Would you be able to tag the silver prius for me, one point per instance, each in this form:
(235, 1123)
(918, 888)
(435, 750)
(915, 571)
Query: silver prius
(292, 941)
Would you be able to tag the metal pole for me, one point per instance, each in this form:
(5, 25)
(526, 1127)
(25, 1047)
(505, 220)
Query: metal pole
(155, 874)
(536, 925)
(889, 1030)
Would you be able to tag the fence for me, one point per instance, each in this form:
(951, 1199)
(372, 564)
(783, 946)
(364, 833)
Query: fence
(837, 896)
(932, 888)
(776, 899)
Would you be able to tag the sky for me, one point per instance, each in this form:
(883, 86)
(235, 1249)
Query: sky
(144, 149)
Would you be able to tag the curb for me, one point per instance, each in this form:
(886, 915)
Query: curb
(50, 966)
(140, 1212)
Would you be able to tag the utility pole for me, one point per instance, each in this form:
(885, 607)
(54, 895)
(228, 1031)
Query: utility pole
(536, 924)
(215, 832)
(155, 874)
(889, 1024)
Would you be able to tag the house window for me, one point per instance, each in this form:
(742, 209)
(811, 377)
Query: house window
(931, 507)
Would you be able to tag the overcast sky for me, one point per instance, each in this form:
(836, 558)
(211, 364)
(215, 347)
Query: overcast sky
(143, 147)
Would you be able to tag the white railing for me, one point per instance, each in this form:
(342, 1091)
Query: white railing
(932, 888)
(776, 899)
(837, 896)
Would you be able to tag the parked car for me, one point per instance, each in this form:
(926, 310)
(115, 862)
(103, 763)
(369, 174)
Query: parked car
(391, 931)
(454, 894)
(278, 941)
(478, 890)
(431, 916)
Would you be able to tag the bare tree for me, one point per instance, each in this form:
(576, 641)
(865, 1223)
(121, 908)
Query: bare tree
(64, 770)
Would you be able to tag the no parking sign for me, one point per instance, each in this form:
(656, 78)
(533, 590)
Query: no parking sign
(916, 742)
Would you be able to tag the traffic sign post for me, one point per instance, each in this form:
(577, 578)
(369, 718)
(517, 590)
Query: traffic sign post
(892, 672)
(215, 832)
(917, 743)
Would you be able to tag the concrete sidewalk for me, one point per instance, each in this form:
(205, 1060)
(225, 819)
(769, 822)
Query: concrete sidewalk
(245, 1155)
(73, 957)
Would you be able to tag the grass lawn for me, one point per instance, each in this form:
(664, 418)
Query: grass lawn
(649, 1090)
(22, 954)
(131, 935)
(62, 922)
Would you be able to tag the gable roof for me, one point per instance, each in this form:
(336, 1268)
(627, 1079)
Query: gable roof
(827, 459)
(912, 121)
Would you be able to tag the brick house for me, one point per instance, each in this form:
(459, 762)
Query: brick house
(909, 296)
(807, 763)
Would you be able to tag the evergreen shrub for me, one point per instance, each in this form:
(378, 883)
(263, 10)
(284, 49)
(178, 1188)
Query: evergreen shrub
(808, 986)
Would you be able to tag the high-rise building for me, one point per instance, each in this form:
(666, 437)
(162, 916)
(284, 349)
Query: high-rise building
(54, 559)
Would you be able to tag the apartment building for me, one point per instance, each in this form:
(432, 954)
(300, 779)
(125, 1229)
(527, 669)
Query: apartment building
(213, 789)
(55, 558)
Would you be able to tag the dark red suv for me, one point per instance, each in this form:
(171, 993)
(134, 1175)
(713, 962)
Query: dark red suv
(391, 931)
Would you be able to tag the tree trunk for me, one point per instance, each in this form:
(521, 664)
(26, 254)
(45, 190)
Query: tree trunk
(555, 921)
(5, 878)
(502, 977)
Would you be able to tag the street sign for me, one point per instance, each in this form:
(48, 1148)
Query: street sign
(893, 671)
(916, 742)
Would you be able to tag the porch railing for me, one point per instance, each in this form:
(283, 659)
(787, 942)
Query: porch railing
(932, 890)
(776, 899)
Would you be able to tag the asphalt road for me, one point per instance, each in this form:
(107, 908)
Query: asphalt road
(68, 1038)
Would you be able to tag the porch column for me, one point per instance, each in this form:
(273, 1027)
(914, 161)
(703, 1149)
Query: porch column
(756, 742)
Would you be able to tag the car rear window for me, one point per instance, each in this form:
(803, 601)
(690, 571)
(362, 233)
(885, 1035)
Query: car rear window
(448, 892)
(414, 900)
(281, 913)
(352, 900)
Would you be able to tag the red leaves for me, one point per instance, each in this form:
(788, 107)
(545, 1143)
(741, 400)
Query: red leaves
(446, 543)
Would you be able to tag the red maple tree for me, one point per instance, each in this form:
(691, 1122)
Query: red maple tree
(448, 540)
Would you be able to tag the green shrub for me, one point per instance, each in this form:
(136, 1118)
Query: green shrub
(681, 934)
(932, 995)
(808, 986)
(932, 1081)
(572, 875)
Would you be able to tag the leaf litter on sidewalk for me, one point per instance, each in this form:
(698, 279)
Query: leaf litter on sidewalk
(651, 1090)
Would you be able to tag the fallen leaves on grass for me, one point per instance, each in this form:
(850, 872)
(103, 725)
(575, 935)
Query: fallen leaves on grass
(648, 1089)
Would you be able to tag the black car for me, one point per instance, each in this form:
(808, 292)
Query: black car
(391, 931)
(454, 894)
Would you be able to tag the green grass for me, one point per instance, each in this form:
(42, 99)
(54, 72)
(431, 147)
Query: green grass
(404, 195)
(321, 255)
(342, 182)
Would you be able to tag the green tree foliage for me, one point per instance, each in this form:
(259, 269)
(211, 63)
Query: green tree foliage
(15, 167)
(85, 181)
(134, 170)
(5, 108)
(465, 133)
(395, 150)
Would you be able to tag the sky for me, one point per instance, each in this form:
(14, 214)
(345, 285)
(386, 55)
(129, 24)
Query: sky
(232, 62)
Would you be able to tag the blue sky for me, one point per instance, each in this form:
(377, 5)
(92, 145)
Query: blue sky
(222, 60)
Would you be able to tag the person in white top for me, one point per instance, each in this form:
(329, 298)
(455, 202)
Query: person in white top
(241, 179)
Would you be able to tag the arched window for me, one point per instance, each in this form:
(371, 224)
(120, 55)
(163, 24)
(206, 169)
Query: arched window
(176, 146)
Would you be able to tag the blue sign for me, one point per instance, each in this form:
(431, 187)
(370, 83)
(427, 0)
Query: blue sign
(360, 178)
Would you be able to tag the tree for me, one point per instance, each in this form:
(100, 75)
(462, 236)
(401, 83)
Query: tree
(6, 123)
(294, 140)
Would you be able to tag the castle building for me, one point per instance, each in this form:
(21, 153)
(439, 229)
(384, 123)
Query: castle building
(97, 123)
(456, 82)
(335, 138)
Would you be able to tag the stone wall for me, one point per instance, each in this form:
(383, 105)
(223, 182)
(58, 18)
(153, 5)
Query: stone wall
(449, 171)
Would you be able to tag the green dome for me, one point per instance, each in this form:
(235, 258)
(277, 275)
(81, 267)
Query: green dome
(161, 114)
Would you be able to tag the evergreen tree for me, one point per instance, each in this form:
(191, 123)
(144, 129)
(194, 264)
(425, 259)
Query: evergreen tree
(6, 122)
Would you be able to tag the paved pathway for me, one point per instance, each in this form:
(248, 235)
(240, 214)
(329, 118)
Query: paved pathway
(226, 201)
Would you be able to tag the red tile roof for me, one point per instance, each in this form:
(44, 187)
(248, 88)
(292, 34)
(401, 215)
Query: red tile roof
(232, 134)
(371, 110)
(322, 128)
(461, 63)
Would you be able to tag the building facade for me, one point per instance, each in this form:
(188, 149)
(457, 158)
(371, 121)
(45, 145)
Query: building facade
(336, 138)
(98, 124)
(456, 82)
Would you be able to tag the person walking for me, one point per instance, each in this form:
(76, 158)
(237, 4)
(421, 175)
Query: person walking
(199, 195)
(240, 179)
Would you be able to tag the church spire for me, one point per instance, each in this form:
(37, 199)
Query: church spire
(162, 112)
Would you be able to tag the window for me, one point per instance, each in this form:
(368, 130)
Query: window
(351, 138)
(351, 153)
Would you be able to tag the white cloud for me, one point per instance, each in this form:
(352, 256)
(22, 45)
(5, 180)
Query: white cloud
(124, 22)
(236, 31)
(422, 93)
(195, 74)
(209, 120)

- - - -

= Task goal =
Repeat exactly the lines above from the one with "(545, 1143)" up to and including the one with "(136, 1118)". No other line belongs in the reply.

= Answer to this task =
(545, 1143)
(741, 400)
Query: red leaves
(446, 543)
Would you be able to tag the red maple tree for me, one point per instance, each in this form:
(691, 1122)
Query: red maple tree
(448, 540)
Would you be able to tag the green shrub for me, one point per instance, each in this form:
(136, 1118)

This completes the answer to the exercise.